YOUR TASK | Copy the data exactly. No line may be skipped.

DATA |
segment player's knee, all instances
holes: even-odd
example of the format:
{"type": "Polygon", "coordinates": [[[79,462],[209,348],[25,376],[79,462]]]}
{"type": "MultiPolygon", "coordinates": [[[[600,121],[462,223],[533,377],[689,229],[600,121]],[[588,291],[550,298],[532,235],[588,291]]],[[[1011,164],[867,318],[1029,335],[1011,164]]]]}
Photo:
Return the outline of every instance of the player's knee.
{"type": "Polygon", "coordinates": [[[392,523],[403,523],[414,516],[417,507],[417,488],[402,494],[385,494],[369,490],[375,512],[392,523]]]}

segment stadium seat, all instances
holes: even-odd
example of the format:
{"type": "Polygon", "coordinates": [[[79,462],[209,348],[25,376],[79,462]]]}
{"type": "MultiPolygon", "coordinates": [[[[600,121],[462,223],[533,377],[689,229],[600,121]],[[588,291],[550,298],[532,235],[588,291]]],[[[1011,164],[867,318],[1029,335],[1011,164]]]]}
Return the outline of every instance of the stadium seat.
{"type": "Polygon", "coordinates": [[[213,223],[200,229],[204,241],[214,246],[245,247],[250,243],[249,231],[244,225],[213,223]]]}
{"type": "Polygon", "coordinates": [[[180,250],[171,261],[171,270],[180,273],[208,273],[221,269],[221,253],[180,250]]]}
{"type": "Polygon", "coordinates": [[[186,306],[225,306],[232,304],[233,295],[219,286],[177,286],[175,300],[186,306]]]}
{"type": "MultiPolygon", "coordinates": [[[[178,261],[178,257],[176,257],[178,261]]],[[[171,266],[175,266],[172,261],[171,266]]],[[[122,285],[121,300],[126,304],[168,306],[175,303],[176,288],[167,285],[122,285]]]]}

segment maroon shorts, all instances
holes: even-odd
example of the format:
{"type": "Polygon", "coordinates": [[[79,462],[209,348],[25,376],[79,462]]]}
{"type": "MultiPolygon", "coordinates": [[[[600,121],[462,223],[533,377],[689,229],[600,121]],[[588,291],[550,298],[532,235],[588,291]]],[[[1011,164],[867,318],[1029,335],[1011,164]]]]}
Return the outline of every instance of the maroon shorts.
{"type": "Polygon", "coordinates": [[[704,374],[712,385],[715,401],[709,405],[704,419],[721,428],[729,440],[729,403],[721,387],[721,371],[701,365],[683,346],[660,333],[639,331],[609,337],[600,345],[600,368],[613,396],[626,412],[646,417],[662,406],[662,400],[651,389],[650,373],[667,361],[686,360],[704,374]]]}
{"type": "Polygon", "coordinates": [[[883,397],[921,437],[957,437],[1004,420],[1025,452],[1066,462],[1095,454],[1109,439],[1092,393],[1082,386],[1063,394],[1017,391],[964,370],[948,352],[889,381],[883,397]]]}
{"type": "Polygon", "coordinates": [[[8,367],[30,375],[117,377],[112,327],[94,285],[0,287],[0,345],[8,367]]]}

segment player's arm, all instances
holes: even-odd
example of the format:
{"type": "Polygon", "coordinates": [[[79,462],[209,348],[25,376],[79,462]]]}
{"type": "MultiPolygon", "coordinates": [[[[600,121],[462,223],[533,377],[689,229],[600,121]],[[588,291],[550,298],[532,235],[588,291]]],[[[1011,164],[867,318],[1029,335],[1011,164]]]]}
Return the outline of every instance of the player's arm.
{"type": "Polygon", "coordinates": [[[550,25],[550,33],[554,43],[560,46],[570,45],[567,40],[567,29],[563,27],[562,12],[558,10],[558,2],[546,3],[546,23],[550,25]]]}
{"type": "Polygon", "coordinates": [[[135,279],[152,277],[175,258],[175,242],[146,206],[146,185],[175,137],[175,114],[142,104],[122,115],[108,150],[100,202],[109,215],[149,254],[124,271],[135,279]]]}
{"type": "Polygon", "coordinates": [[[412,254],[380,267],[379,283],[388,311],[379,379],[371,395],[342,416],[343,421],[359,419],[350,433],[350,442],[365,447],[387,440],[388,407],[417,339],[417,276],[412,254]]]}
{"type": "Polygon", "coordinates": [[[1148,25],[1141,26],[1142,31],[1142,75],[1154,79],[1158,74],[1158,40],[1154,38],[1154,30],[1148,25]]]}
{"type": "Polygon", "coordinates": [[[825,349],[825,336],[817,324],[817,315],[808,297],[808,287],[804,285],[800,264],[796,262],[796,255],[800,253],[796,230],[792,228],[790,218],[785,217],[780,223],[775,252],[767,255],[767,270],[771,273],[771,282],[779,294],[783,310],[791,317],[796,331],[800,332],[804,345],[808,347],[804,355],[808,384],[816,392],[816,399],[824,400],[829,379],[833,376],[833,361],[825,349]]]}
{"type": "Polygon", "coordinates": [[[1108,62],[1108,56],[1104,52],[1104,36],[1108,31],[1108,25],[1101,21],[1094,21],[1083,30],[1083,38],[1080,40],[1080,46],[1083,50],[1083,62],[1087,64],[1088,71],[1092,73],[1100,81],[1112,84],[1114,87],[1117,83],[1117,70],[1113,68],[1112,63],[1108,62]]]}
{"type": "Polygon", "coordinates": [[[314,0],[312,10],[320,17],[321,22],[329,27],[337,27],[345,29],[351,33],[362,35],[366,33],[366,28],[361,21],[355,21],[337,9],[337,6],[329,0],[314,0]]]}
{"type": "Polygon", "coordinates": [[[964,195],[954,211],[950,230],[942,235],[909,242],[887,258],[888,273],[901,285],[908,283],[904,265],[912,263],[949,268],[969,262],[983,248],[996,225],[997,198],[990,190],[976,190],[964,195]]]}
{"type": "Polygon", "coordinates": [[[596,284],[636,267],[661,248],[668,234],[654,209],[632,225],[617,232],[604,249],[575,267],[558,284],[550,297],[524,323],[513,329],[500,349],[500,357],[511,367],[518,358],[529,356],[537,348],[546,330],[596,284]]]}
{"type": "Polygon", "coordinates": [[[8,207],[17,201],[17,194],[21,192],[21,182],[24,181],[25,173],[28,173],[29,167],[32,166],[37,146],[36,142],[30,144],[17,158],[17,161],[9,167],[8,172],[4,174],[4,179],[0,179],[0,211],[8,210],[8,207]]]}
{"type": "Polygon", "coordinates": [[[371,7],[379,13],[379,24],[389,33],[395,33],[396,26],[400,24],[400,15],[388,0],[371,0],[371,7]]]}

RESPONSE BELOW |
segment player's knee, all instances
holes: even-odd
example of the format:
{"type": "Polygon", "coordinates": [[[79,462],[209,348],[25,376],[79,462]]]}
{"type": "MultiPolygon", "coordinates": [[[[600,121],[462,223],[533,377],[689,229],[600,121]],[[588,291],[550,298],[532,235],[588,291]]],[[[1011,164],[867,318],[1029,335],[1011,164]]]]}
Photo:
Return the outline of every instance of the player's knee.
{"type": "Polygon", "coordinates": [[[392,523],[403,523],[414,516],[417,507],[417,488],[402,494],[385,494],[369,490],[375,512],[392,523]]]}

segment stadium seat, all instances
holes: even-odd
example of the format:
{"type": "Polygon", "coordinates": [[[79,462],[209,348],[25,376],[79,462]]]}
{"type": "MultiPolygon", "coordinates": [[[[600,121],[462,223],[533,377],[689,229],[600,121]],[[588,291],[550,298],[532,235],[588,291]]],[[[1011,164],[867,318],[1029,335],[1011,164]]]]}
Return the outline of every instance of the stadium seat.
{"type": "Polygon", "coordinates": [[[213,223],[200,229],[204,241],[214,246],[245,247],[250,243],[249,231],[244,225],[213,223]]]}
{"type": "Polygon", "coordinates": [[[180,250],[171,261],[171,270],[180,273],[208,273],[221,269],[221,253],[180,250]]]}
{"type": "Polygon", "coordinates": [[[186,306],[225,306],[232,304],[233,295],[219,286],[177,286],[175,300],[186,306]]]}
{"type": "MultiPolygon", "coordinates": [[[[178,261],[178,257],[176,257],[178,261]]],[[[171,266],[175,266],[172,261],[171,266]]],[[[122,285],[121,300],[126,304],[168,306],[175,303],[176,288],[167,285],[122,285]]]]}

segment maroon shorts, all instances
holes: even-odd
example of the format:
{"type": "Polygon", "coordinates": [[[79,462],[209,348],[25,376],[79,462]]]}
{"type": "MultiPolygon", "coordinates": [[[[600,121],[462,223],[533,377],[689,229],[600,121]],[[588,291],[550,298],[532,235],[588,291]]],[[[1011,164],[867,318],[1029,335],[1011,164]]]]}
Return the outline of every instance of the maroon shorts.
{"type": "Polygon", "coordinates": [[[704,374],[712,385],[715,401],[709,405],[704,419],[721,428],[729,440],[729,403],[721,387],[721,371],[701,365],[683,346],[660,333],[639,331],[609,337],[600,345],[600,368],[613,396],[626,412],[646,417],[662,406],[662,400],[651,389],[650,373],[667,361],[686,360],[704,374]]]}
{"type": "Polygon", "coordinates": [[[883,397],[921,437],[957,437],[1004,420],[1025,452],[1066,462],[1095,454],[1109,439],[1092,393],[1082,386],[1063,394],[1017,391],[964,370],[948,352],[889,381],[883,397]]]}
{"type": "Polygon", "coordinates": [[[8,367],[30,375],[117,377],[112,327],[94,285],[0,287],[0,345],[8,367]]]}

segment player's arm, all instances
holes: even-odd
example of the format:
{"type": "Polygon", "coordinates": [[[79,462],[209,348],[25,376],[79,462]]]}
{"type": "MultiPolygon", "coordinates": [[[[600,121],[462,223],[533,377],[689,229],[600,121]],[[588,291],[550,298],[532,235],[588,291]]],[[[1011,164],[867,318],[1029,335],[1011,164]]]]}
Return the outline of every instance of the player's arm.
{"type": "Polygon", "coordinates": [[[550,25],[550,33],[554,43],[560,46],[570,45],[567,40],[567,29],[563,27],[562,12],[558,10],[558,2],[546,3],[546,23],[550,25]]]}
{"type": "Polygon", "coordinates": [[[135,279],[152,277],[175,258],[175,242],[146,206],[146,185],[175,137],[175,114],[142,104],[122,115],[108,150],[100,202],[109,215],[149,254],[124,271],[135,279]]]}
{"type": "Polygon", "coordinates": [[[412,254],[380,267],[379,283],[388,311],[379,379],[371,395],[342,416],[343,421],[359,419],[350,433],[350,442],[365,447],[387,440],[388,407],[417,339],[417,276],[412,254]]]}
{"type": "Polygon", "coordinates": [[[1148,25],[1141,26],[1142,31],[1142,75],[1154,79],[1158,74],[1158,40],[1154,38],[1154,30],[1148,25]]]}
{"type": "Polygon", "coordinates": [[[825,349],[825,336],[817,324],[817,315],[808,297],[808,287],[804,285],[800,264],[796,262],[796,255],[800,253],[796,230],[792,228],[790,218],[785,217],[780,223],[775,252],[767,255],[767,270],[771,273],[771,282],[779,294],[783,310],[791,317],[796,331],[800,332],[804,345],[808,347],[804,355],[808,384],[816,392],[816,399],[824,400],[829,379],[833,376],[833,361],[825,349]]]}
{"type": "Polygon", "coordinates": [[[1108,62],[1108,56],[1104,52],[1104,36],[1108,31],[1108,25],[1101,21],[1094,21],[1083,30],[1083,38],[1080,40],[1080,46],[1083,50],[1083,62],[1087,64],[1088,71],[1092,73],[1100,81],[1112,84],[1114,87],[1117,83],[1117,70],[1113,68],[1112,63],[1108,62]]]}
{"type": "Polygon", "coordinates": [[[314,0],[312,10],[320,17],[321,22],[329,27],[337,27],[345,29],[351,33],[362,35],[366,33],[366,28],[361,21],[355,21],[337,9],[337,6],[329,0],[314,0]]]}
{"type": "Polygon", "coordinates": [[[964,195],[954,211],[950,230],[942,235],[909,242],[887,258],[888,273],[901,285],[908,283],[904,265],[912,263],[949,268],[969,262],[983,248],[996,225],[997,198],[990,190],[976,190],[964,195]]]}
{"type": "Polygon", "coordinates": [[[596,284],[636,267],[661,248],[668,234],[654,209],[632,225],[617,232],[604,249],[575,267],[558,284],[550,297],[524,323],[513,329],[500,349],[500,357],[511,367],[518,358],[529,356],[537,348],[546,330],[596,284]]]}
{"type": "Polygon", "coordinates": [[[8,207],[17,201],[17,194],[21,192],[21,182],[24,181],[25,173],[28,173],[29,167],[32,166],[37,146],[36,142],[30,144],[17,158],[17,161],[9,167],[8,172],[4,174],[4,179],[0,179],[0,211],[8,210],[8,207]]]}
{"type": "Polygon", "coordinates": [[[371,7],[379,13],[379,24],[389,33],[395,33],[396,26],[400,24],[400,15],[388,0],[371,0],[371,7]]]}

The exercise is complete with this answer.